• [What you need to do] Reproduce each of the following records word for word, line by line, with nothing changed.

• [Given entries]
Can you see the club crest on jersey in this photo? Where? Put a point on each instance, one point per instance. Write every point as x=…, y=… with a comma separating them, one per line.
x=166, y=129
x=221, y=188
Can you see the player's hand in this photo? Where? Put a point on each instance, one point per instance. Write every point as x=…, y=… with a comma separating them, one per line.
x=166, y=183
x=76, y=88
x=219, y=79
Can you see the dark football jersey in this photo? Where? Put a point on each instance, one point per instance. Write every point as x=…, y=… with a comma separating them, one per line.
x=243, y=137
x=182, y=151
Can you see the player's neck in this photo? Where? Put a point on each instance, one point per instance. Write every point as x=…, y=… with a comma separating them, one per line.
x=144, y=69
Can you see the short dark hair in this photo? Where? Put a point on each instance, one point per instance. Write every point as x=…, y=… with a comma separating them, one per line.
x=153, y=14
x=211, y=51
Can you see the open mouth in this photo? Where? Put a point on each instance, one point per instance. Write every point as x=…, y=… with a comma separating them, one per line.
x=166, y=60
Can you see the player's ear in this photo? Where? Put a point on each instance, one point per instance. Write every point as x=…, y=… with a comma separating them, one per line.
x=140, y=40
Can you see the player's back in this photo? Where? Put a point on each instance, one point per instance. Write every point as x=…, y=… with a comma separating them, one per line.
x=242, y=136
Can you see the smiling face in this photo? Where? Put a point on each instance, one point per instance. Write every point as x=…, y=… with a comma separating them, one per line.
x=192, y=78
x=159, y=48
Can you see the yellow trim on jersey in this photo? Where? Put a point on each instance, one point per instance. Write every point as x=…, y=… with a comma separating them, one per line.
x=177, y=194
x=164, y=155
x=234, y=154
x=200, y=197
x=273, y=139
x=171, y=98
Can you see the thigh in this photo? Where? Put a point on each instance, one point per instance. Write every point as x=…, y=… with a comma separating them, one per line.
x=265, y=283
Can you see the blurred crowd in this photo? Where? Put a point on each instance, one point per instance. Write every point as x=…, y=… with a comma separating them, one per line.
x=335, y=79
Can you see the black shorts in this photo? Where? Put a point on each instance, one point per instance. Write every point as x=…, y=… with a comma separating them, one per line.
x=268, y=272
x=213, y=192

• [Solved exercise]
Can you see the club crest on jersey in this photo? Where? Put a point on each instance, one point per instance. Write every point as x=…, y=… with a comma separating them, one per line.
x=166, y=129
x=221, y=188
Can you see the player's hand in this photo? Where? Put a point on each instance, one point per instance. Write every point as x=…, y=… with a comma separating them, one per line.
x=166, y=183
x=76, y=88
x=219, y=79
Can you see the dark football jersey in this photo? Where? Put a point on each instance, one point per instance. Write every point as x=…, y=… with a comma separating them, one per line.
x=243, y=137
x=182, y=151
Can you see the player's neck in this photo? Where? Put a point on each instance, one point per instance. Write every point as x=…, y=… with a comma separating them, one per line.
x=144, y=69
Can you see the short dark hair in this photo? Where? Put a point on each instance, one point per instance. Write every point as x=…, y=… with a comma separating them, one per line.
x=153, y=14
x=211, y=51
Can you see the open mouth in this photo? Where? Put a point on each instance, one point per instance. Write every point as x=…, y=… with a comma separating them, one per line.
x=166, y=60
Can you see the player's ear in this photo? Where? Put a point on each instance, one point per instance. Write every point as x=…, y=… with a comma separating them, one per line.
x=140, y=40
Can you see the player's back in this photo? Where? Put a point on each instance, one point per instance. Write every point as x=…, y=… with a comma separating them, one per line.
x=242, y=136
Can you see the smiling face in this photo? Where? Put a point on each instance, one point per instance. Write every point as x=…, y=… with a comma separating them, one per line.
x=192, y=78
x=159, y=48
Can you see the yellow trim on jersey in this photo? Where? Put a point on each instance, one point per instance. Write every point as x=…, y=… with a comma separating them, one per line.
x=177, y=194
x=164, y=155
x=234, y=154
x=200, y=197
x=273, y=139
x=171, y=98
Can you see the thigh in this photo? Where? Put a point on each instance, one point per instance. Write every point as x=…, y=… with a comma separating them, one per line.
x=265, y=283
Can you see the blurred crowd in this photo? Where? Put a point on each instance, one point per instance. Write every point as x=…, y=… with a comma separating them, one per line.
x=335, y=79
Can you see the black shorts in this photo? Where? Put a point on each instance, one point per instance. Write every point as x=…, y=… with a comma separating them, one per line.
x=268, y=272
x=213, y=192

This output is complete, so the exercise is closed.